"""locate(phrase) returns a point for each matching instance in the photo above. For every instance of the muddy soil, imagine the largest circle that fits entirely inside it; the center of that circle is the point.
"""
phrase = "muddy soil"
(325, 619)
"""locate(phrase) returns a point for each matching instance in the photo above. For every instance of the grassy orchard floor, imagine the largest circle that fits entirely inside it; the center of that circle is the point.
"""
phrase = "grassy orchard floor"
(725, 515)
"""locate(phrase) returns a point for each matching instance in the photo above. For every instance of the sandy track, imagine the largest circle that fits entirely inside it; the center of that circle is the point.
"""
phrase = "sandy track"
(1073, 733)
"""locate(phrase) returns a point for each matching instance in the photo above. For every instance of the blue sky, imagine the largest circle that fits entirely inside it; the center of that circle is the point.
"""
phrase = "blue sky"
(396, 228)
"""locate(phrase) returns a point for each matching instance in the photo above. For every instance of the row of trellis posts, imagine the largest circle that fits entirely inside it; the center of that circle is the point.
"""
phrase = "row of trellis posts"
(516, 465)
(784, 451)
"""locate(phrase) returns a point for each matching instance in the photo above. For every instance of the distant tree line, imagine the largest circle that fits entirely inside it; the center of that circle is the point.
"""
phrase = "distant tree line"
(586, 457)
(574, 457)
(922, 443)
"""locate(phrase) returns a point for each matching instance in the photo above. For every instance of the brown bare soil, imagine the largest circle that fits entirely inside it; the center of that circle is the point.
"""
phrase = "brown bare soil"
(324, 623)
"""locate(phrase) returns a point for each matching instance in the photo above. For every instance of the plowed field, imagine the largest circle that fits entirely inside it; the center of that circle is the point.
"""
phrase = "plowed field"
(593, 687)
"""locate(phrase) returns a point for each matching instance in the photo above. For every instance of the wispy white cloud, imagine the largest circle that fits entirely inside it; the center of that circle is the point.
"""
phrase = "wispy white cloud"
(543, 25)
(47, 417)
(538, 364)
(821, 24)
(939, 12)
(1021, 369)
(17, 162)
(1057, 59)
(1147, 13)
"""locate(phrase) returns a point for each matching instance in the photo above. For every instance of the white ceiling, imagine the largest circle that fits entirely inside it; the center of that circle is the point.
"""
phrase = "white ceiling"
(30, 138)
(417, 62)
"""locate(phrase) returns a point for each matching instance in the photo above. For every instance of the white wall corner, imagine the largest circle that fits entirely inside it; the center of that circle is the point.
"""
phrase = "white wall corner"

* **What the task requires**:
Once you find the string "wall" in a line of the records, copy that line.

* **Exercise result**:
"""locate(phrase) returns a point for each matching instance in the photo above. For every instance of the white wall corner, imagine the largest circle that fits entirely inside it; the center of that circle is the point.
phrase = "white wall corner"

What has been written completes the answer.